* **Aim of the exercise**
Search the listing for "blue" and copy every line where it appears.

* **Dataset extract**
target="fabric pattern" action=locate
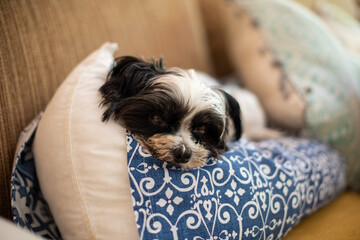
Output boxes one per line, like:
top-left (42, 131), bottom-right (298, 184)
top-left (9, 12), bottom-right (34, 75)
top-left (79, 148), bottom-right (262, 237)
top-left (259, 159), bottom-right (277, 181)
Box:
top-left (11, 115), bottom-right (62, 240)
top-left (127, 133), bottom-right (346, 239)
top-left (235, 0), bottom-right (360, 189)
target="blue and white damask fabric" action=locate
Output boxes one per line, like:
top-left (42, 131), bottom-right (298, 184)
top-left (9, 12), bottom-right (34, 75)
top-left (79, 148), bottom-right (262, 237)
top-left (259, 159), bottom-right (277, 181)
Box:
top-left (11, 114), bottom-right (62, 240)
top-left (127, 133), bottom-right (346, 239)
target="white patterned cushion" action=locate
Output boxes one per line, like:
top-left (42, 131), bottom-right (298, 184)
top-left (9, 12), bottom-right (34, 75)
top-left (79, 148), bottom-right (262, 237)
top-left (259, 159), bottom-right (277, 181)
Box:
top-left (228, 0), bottom-right (360, 189)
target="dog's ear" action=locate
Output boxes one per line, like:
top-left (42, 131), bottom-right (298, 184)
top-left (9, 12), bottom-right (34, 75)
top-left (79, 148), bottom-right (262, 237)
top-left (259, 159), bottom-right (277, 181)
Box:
top-left (99, 56), bottom-right (168, 121)
top-left (217, 89), bottom-right (242, 140)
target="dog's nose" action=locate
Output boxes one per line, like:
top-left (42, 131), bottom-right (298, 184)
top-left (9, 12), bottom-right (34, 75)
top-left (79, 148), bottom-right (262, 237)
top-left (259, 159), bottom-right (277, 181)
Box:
top-left (173, 145), bottom-right (192, 163)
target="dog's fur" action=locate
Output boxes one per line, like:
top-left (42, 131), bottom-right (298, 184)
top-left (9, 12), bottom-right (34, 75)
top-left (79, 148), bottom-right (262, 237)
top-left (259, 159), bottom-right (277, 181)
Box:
top-left (99, 56), bottom-right (279, 169)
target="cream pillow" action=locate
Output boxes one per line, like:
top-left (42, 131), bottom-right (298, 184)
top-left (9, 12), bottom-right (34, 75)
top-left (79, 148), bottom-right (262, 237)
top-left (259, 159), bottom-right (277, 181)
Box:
top-left (33, 43), bottom-right (138, 239)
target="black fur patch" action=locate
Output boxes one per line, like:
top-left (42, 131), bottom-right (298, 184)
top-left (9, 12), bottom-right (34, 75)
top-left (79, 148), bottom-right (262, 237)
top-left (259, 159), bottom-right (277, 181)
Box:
top-left (191, 110), bottom-right (227, 156)
top-left (216, 89), bottom-right (242, 140)
top-left (99, 56), bottom-right (171, 122)
top-left (111, 86), bottom-right (189, 138)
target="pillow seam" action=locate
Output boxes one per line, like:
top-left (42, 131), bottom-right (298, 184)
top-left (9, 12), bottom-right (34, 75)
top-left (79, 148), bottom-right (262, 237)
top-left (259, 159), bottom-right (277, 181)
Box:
top-left (64, 52), bottom-right (100, 240)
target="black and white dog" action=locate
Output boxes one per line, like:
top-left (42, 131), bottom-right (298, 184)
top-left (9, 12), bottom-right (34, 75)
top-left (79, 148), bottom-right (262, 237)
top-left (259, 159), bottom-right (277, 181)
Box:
top-left (99, 56), bottom-right (280, 169)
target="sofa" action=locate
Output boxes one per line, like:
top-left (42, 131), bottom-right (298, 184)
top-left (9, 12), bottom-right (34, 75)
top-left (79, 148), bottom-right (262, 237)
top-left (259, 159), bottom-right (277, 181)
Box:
top-left (1, 0), bottom-right (360, 239)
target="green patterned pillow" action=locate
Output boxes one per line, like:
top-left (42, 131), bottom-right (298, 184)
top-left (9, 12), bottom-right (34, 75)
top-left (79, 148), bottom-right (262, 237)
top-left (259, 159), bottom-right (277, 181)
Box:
top-left (231, 0), bottom-right (360, 189)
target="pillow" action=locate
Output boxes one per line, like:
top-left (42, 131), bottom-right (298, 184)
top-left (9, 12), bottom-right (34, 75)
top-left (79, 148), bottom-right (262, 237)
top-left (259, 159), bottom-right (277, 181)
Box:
top-left (127, 133), bottom-right (345, 239)
top-left (223, 0), bottom-right (360, 190)
top-left (33, 43), bottom-right (139, 239)
top-left (11, 114), bottom-right (61, 239)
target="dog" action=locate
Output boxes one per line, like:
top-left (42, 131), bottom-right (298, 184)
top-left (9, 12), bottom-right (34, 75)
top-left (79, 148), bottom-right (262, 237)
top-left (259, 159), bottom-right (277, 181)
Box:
top-left (99, 56), bottom-right (281, 169)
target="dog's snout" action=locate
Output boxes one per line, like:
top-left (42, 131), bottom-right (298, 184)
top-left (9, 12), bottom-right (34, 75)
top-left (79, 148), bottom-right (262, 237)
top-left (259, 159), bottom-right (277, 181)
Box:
top-left (173, 145), bottom-right (192, 163)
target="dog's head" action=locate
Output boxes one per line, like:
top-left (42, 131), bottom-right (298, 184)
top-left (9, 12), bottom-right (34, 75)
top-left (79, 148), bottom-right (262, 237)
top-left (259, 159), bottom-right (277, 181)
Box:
top-left (99, 56), bottom-right (242, 169)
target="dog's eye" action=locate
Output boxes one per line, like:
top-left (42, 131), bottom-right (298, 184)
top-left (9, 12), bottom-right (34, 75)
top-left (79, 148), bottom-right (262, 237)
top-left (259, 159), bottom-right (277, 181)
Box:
top-left (151, 115), bottom-right (163, 124)
top-left (196, 125), bottom-right (207, 134)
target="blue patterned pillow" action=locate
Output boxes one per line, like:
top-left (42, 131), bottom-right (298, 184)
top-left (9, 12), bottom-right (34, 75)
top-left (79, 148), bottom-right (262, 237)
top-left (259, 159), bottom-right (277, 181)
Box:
top-left (11, 114), bottom-right (61, 239)
top-left (12, 116), bottom-right (346, 239)
top-left (127, 133), bottom-right (345, 239)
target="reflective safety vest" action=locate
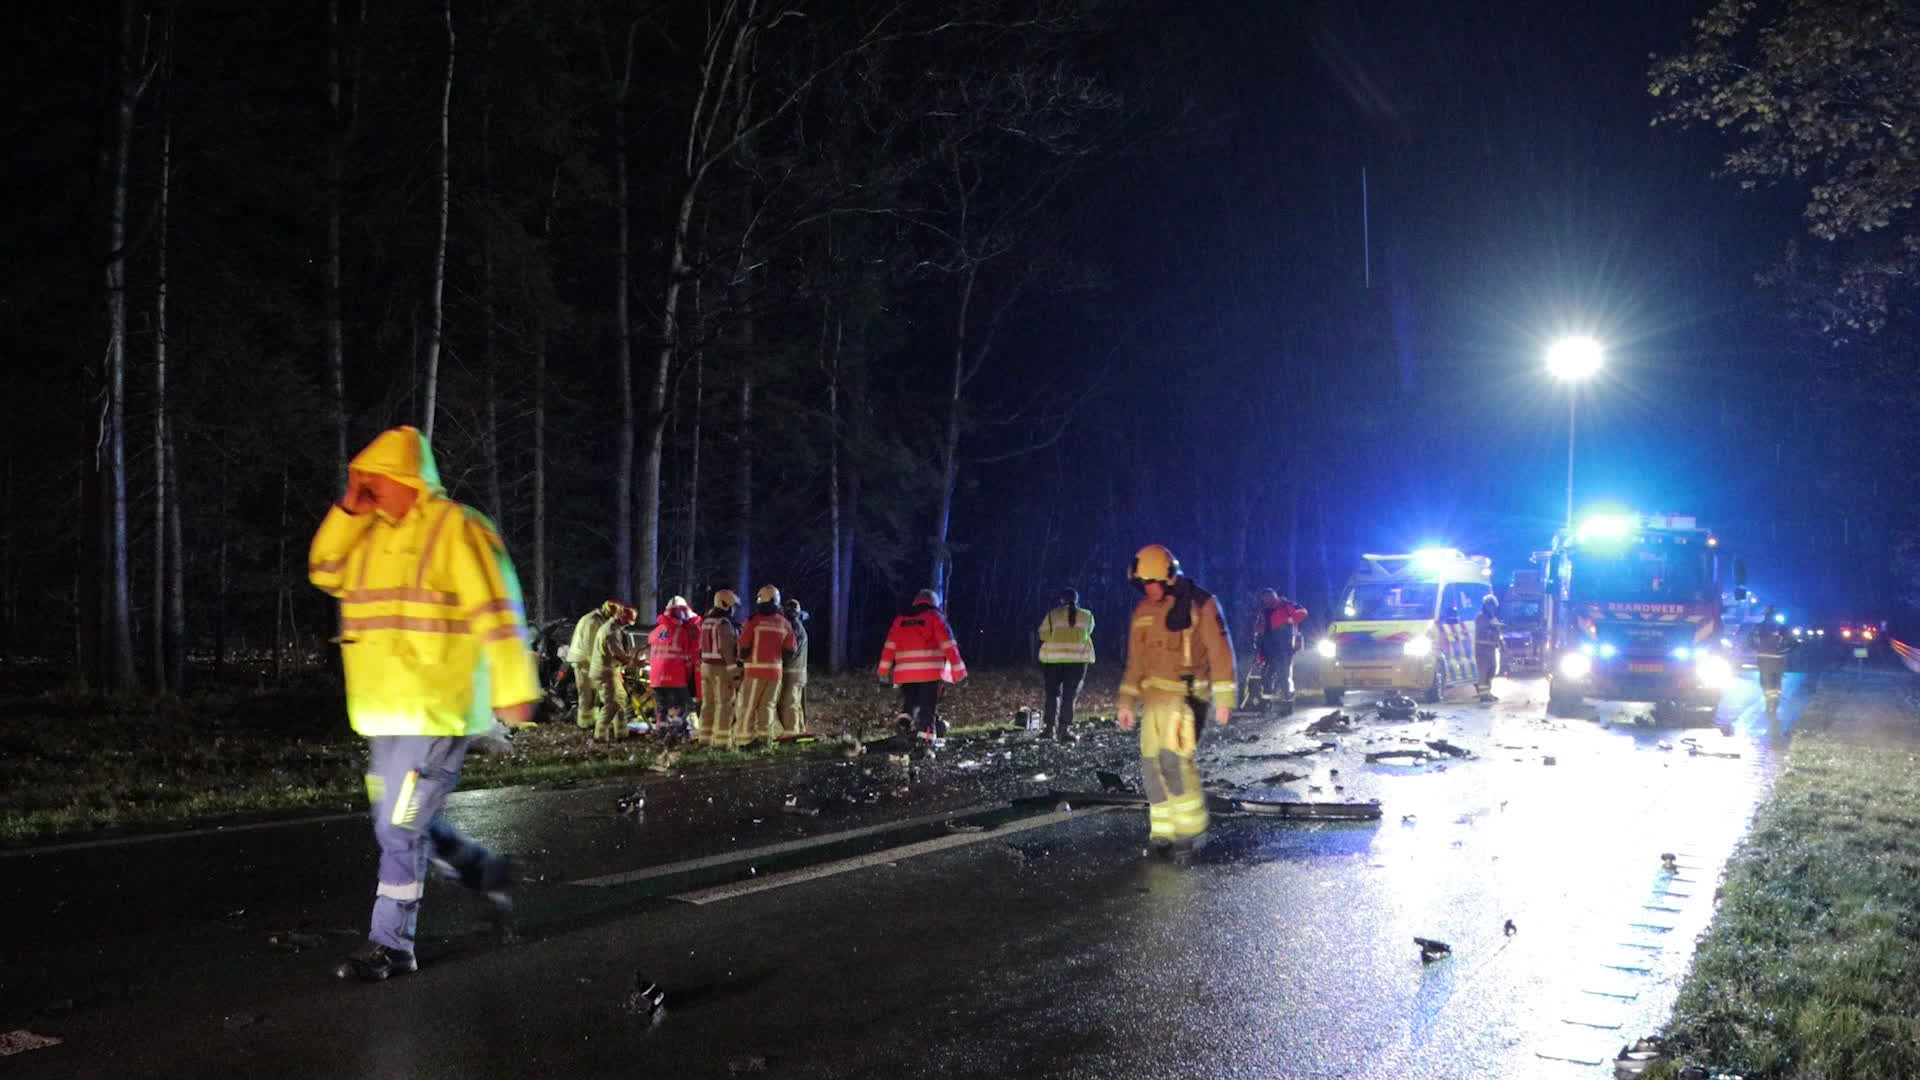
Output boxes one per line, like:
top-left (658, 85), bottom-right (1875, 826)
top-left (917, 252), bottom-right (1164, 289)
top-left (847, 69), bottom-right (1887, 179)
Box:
top-left (741, 612), bottom-right (797, 681)
top-left (647, 613), bottom-right (700, 688)
top-left (878, 606), bottom-right (968, 685)
top-left (1037, 605), bottom-right (1096, 664)
top-left (568, 610), bottom-right (609, 666)
top-left (698, 615), bottom-right (740, 666)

* **Reply to the exercise**
target="blue and white damask fabric" action=locate
target="blue patterned pillow" action=locate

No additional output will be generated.